Today is a deeply sad day. The kind of day where I want to hide out in my classroom, cry and eat muffins. So, that’s what I am doing…right now.
I don’t have very many days like this anymore, thankfully, but when I do, it can be paralyzing. Time and life stop in an instant and I am back to throwing adult fits again. I’m almost 30. My birthday is a week and a half away, and this will be my third birthday since Zack’s brain injury. That fact stirs up a lot of sadness about hopes and wishes lost or contingent.
Sometimes grief is sneaky, you’re just doing life and all the sudden it attacks you without warning. For six months, I have been wanting to go to a fancy-ish French restaurant for my birthday. The particular place I wanted to go to only does reservations for two week periods, you can’t book out ahead. I got online before the reservations opened to ensure we’d get a spot, but within three minutes of perusing my options, ALL of the available times for the dates I wanted were gone. With each click and red notification of unavailability, the wind was sucked right out of my sails. Soon I was a tearful, confused heap in front of my computer.
I was sad and frustrated and then angry at myself for being sad and frustrated. “Why am I so sad? Why am I crying? There are people all over the world who dream of a life like mine. You have more than you need. Stop being selfish.” Through tears, I questioned and scolded myself until I realized that it wasn’t the dinner reservations I was sad about. I was sad because what I really want, more than anything in the world, is for my guy to be whole. I would never need another gift again, if that one hope would be fulfilled.
But that’s not going to happen and this was just the last straw that broke the proverbial camel’s back. One more disappointment. One more hope deferred.
In Chapter 13, verse 12 of the book of Proverbs it says, “Hope deferred makes the heart sick, but a desire fulfilled is a tree of life.” Solomon sure knew what he was talking about here. I testify.

**Task to complete**
Rewrite the paragraph of the post that begins "Sometimes grief is sneaky" in a shorter form, keeping its main facts. The entries that follow are not needed for this work.

**Data rows**
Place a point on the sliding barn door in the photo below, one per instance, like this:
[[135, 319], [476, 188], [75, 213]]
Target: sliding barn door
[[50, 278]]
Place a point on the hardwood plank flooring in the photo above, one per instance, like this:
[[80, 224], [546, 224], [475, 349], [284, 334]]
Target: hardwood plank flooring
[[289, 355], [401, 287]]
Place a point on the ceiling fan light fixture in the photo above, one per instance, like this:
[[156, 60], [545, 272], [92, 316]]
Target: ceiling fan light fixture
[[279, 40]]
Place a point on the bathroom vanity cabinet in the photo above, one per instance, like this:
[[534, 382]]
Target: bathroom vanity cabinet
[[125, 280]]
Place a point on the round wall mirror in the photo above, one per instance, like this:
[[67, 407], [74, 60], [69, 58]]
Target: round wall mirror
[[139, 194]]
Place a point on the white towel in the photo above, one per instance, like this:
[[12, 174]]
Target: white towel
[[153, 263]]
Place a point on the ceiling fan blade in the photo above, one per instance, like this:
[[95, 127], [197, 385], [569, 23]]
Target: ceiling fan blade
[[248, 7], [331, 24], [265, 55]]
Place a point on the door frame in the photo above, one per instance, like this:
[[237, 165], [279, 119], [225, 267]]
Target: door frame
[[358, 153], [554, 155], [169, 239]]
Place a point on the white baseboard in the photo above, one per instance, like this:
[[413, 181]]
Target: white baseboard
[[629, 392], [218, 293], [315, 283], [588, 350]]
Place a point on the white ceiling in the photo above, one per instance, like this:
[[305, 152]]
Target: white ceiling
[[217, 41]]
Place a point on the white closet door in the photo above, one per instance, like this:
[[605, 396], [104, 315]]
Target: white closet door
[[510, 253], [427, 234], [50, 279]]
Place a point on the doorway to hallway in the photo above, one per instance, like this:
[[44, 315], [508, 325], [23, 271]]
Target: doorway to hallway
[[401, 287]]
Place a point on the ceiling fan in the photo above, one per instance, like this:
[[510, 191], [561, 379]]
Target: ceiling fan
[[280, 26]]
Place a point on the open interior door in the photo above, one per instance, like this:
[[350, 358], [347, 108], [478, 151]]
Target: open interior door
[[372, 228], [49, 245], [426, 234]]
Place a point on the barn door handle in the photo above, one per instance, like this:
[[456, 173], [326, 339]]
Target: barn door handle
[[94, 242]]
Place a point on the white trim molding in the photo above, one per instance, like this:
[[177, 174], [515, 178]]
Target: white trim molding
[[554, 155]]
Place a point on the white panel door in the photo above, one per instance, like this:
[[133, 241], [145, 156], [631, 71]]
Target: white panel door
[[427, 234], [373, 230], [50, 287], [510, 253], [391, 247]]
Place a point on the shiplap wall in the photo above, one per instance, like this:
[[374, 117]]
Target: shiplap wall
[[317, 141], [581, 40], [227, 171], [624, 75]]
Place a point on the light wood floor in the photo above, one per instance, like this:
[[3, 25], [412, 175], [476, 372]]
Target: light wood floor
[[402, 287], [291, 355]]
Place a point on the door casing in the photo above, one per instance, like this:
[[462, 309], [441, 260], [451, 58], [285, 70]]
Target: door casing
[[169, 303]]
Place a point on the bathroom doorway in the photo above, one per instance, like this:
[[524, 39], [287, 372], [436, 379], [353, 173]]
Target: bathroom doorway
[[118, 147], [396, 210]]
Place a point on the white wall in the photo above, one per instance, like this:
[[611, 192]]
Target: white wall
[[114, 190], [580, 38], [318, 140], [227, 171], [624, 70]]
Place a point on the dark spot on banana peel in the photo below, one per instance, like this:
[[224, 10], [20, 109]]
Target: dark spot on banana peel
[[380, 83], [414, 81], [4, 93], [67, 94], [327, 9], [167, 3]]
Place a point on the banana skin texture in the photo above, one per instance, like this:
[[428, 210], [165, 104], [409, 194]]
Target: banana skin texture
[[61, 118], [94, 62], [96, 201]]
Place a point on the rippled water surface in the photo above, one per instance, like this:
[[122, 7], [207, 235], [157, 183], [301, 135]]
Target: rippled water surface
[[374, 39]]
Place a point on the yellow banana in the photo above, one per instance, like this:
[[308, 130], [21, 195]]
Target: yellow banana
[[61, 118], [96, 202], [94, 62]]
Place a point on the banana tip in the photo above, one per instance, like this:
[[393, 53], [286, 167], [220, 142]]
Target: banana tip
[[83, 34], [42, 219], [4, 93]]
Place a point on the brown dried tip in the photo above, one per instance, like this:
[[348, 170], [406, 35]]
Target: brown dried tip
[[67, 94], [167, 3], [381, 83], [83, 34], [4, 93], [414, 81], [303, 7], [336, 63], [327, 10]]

**Answer to this task**
Grief can strike without warning. For six months I had wanted a birthday dinner at a fancy-ish French restaurant that books reservations only two weeks at a time. I went online before reservations opened. Within three minutes, every time on the dates I wanted was gone. Each notice of unavailability deflated me, and soon I was a tearful, confused heap in front of my computer.